## begin EXTRACT PROVIDED
Characters begin to loot the dusty old room after slaying their foe, some monstrous undead thing. They find the typical loot, some coins, a few gems, and a couple of items. Their first impulse is to appraise the monetary value of the loot and calculate what the split will be. Then they find an old sword hanging on the cobweb-tangled rear wall of the room. When they reach it the Gamesmaster does something that they only half expected. The GM gives the item details that distinguish it from the rest of the loot piquing their collective curiosity.
Giving items a level of detail and a backstory much like a non-player character (NPC) increases that item’s role. The storied item will have a higher position as opposed to other items in the gaming narrative. This technique takes items beyond the role of simple spoils of adventure or a material reward. Note that gaming narrative is different from narratives in the traditional sense. The ‘beats’ of the game tend to follow a perpetual Sine-wave type pattern. High points on the wave being action/drama then dropping back to normalcy. Alternately, they can sink to a low point before the next rise.
Adding details and a history to any item meant for a PC to acquire helps keep certain players on track. This is especially true if the GM hints at the right clues and incidents relating to the item regularly. This can add flavor and detail to the game setting and add some complication to fairly straight forward campaigns. These specially designed items are not just treasure they double as tiny bits of the game world custom packaged for the players to explore.
More than a MacGuffin
To be clear, these are not exclusively MacGuffins. These specially designed items better serve to enrich a campaign. Storied items are not meant to serve as the central focus of a campaign. Nor are they to provide motivation for the group to go on a specific quest. However, they are meant to run the length of the campaign alongside their owners hopefully adding a richness of detail. In a way, storied items ornament a long-term campaign and provide the GM with adventure fodder.
Specially detailed items with a backstory can lead to more adventure hooks. These hooks occurring at the low points of the curve leading to the highs. These items possibly leading to an adventure within an adventure. Similarly, they can lead to side-quests galore branching off or intertwining with the primary campaign focus. It is another thread to weave into the fabric of the game-world. For instance, take a quite common but also much-desired item found in any fantasy campaign, a sword.
## end EXTRACT PROVIDED
## begin RECORDS PROVIDED
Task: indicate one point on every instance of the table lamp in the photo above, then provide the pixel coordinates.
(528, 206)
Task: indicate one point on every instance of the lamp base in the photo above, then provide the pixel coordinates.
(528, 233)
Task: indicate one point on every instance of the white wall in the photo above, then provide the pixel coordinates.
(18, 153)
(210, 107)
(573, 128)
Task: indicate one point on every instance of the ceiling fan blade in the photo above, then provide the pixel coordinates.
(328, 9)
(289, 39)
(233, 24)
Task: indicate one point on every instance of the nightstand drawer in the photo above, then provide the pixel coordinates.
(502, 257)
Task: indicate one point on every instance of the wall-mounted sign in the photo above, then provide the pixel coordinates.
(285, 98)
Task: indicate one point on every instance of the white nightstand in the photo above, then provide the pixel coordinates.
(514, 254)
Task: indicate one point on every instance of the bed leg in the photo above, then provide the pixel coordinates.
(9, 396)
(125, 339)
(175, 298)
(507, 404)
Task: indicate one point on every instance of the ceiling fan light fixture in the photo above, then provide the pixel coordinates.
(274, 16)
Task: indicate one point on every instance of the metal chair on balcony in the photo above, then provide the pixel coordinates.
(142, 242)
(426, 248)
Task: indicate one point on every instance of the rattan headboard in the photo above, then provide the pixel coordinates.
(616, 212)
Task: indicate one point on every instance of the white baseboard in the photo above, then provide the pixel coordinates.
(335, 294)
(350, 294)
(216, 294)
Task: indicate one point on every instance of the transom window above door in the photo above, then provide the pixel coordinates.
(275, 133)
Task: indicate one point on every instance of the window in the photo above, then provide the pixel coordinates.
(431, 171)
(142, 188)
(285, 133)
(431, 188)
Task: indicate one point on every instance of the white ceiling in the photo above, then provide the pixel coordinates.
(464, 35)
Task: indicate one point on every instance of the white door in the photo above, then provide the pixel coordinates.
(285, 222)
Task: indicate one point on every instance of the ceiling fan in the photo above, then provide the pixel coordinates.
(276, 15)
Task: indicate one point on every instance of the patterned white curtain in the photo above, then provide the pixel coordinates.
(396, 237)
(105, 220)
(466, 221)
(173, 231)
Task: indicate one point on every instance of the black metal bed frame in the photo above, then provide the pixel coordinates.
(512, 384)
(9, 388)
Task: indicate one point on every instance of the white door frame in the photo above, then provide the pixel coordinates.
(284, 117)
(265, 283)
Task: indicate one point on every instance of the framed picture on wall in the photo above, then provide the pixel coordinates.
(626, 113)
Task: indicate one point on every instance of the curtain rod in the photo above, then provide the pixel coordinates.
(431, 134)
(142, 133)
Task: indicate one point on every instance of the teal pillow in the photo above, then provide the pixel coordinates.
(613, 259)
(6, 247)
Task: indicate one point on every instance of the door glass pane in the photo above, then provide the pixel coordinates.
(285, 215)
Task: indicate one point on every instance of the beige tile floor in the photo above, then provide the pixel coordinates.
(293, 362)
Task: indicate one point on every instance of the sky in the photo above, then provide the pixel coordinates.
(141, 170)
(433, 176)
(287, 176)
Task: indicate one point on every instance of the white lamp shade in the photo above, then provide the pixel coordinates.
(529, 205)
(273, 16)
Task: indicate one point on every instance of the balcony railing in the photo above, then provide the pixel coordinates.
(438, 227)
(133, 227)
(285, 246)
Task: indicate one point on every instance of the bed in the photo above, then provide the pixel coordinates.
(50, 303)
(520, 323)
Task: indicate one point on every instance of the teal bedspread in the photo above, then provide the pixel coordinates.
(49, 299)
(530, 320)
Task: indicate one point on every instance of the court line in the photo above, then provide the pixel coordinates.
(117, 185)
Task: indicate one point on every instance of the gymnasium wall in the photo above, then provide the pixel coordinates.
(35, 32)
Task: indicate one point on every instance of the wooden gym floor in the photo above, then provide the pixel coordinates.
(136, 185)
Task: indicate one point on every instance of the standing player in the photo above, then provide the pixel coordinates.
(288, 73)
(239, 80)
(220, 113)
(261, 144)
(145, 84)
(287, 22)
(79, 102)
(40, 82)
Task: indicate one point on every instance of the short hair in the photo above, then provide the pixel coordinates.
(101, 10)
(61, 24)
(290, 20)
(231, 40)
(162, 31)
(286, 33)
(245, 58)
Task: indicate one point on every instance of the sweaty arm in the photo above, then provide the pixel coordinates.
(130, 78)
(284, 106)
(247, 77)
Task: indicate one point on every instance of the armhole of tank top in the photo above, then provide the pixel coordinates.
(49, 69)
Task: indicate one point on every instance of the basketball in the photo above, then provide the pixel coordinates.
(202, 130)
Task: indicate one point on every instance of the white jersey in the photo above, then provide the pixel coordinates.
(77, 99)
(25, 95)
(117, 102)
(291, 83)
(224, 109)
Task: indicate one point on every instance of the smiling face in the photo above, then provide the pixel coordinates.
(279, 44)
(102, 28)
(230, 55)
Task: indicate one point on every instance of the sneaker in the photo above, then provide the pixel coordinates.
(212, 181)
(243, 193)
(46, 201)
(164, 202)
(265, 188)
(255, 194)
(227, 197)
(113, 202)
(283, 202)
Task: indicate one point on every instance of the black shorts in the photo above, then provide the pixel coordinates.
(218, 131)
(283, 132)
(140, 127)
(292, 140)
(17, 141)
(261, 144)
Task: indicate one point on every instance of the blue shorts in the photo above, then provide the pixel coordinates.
## end RECORDS PROVIDED
- **GOALS**
a - Answer these questions from the text on storied items, one line each:
(i) Where in the room is the old sword hanging?
(ii) What type of pattern do the beats of the game tend to follow?
(iii) Besides ornamenting a long-term campaign, what do storied items provide the GM with?
b - Using the text on storied items, decide whether each statement below agrees with it. Answer yes or no for each, and quote the words that decide it.
(i) Storied items are meant to be the central focus of a campaign.
(ii) Giving an item detail and a backstory increases that item's role.
(iii) The characters' first impulse is to appraise the monetary value of the loot.

- **ANSWERS TO THE EXERCISES**
a -
(i) On the cobweb-tangled rear wall of the room.
(ii) A perpetual Sine-wave type pattern.
(iii) Adventure fodder.

b -
(i) No: "Storied items are not meant to serve as the central focus of a campaign."
(ii) Yes: "Giving items a level of detail and a backstory much like a non-player character (NPC) increases that item’s role."
(iii) Yes: "Their first impulse is to appraise the monetary value of the loot and calculate what the split will be."